In AP systems, the control algorithm is responsible for calculating the best estimate of basal and bolus insulin and/or glucagon dose based on the patient’s glucose concentration estimates and physiological properties, to reach the target glucose range. Various types of control algorithms that have been investigated for AP systems with simulations and clinical experiments over the last three decades are presented. Mathematical details are given for each type of control algorithm and their advantages and limitations are discussed.

The complexity of glucose homeostasis presents a challenge for tight control of blood glucose concentrations (BGC) in response to major disturbances. The nonlinearities and time-varying changes of the BGC dynamics, the occurrence of nonstationary disturbances, time-varying delays on measurements and insulin infusion, and noisy data from sensors provide a challenging system for the AP. In this chapter, a multimodule, multivariate, adaptive AP system is described to deal with several of these challenges simultaneously. Adaptive control systems can tolerate unpredictable changes in a system, and external disturbances by quickly adjusting the controller parameters without any need for knowledge of the initial parameters or conditions of the system. Physiological variables provide additional information that enable feedforward action for measurable disturbances such as exercise. Integration of control algorithms with hypoglycemia alarm module reduces the probability of hypoglycemic events.

AP systems that use both insulin and glucagon to regulate BCG can provide control that mimics the performance of the pancreas more realistically. The added complexity of control algorithms and hardware, the current stage of development of long-term stable glucagons provide challenges to the dual-hormone AP system. The progress made by various research groups is reported.

The performance of an AP system depends on successful operation of its components. Faults in sensors other hardware and software affect the performance and may force the system to manual operation. Many AP systems use model predictive controllers that rely on models to predict BGC and to calculate the optimal insulin infusion rate. Their performance depends on the accuracy of the models and data used for predictions. Sensor errors and missing signals will cause calculation of erroneous insulin infusion rates. Techniques for fault detection and diagnosis and reconciliation of erroneous data with reliable estimates are presented. Since the models used in the controller may become less accurate with changes in the operating conditions, controller performance assessment is also conducted to evaluate the performance and determine if it can be improved by adjusting the model, parameters or constraints of the controller.

Clinical studies ranging from investigational experiments to clinical trials that compare alternate treatments and control techniques are listed.

Various possible future directions in the development of AP systems are discussed. Further development of faster and more stable hormones will make the AP systems to react as fast as the human body. More accurate glucose and wearable sensors with faster response times will enhance the ability of AP systems for better glucose regulation. Integration of biometric variables into AP system will reduce manual information needed from users. A hybrid AP system with manual meal entries is already available. Several companies and research teams are developing more advanced AP systems that are being tested in clinical trials and are expected to become commercially available in the near future.

---+---

**To do:**
1. Answer these from the AP systems passage:
(a) What does the control algorithm in an AP system calculate?
(b) What does integrating control algorithms with a hypoglycemia alarm module reduce?
(c) What kind of AP system is already available?
2. Quote the AP systems passage word for word, taking the stretch from "Clinical studies ranging" through "the near future.".
3. Sum up the AP systems passage in two sentences.

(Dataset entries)
---+---

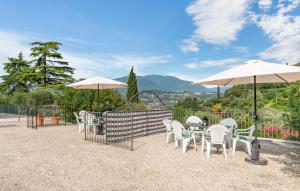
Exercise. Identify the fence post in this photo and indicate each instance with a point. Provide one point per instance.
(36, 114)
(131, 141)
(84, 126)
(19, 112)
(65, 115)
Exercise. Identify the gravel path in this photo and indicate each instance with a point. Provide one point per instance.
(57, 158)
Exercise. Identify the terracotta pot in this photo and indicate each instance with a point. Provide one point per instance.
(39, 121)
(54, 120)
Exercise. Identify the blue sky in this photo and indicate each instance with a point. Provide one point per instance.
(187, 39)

---+---

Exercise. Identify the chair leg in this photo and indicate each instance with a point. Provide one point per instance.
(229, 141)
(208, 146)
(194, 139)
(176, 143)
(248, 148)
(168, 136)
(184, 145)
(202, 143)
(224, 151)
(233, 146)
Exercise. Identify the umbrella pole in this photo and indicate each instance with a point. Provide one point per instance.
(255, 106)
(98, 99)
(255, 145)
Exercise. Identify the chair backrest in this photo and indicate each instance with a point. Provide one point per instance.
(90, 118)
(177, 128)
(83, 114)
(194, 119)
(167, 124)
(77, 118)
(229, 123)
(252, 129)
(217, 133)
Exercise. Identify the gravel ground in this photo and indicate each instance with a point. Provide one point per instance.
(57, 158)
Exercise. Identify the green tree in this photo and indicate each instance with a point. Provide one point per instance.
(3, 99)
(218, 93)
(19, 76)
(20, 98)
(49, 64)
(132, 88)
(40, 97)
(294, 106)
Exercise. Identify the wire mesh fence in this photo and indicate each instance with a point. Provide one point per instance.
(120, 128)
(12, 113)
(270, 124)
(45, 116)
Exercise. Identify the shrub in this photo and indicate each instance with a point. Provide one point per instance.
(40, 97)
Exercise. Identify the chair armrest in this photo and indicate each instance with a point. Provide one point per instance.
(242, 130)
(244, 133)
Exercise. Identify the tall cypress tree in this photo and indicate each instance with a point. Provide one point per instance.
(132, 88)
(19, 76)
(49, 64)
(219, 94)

---+---

**Answers by item:**
1.
(a) The best estimate of basal and bolus insulin and/or glucagon dose
(b) The probability of hypoglycemic events
(c) A hybrid AP system with manual meal entries

2.
Clinical studies ranging from investigational experiments to clinical trials that compare alternate treatments and control techniques are listed.

Various possible future directions in the development of AP systems are discussed. Further development of faster and more stable hormones will make the AP systems to react as fast as the human body. More accurate glucose and wearable sensors with faster response times will enhance the ability of AP systems for better glucose regulation. Integration of biometric variables into AP system will reduce manual information needed from users. A hybrid AP system with manual meal entries is already available. Several companies and research teams are developing more advanced AP systems that are being tested in clinical trials and are expected to become commercially available in the near future.

3. The AP systems passage describes control algorithms that calculate insulin and/or glucagon doses to reach a target glucose range, along with an adaptive multimodule system, dual-hormone systems, and techniques for fault detection and controller performance assessment. It also lists clinical studies and discusses future directions such as faster, more stable hormones, more accurate sensors, and integration of biometric variables.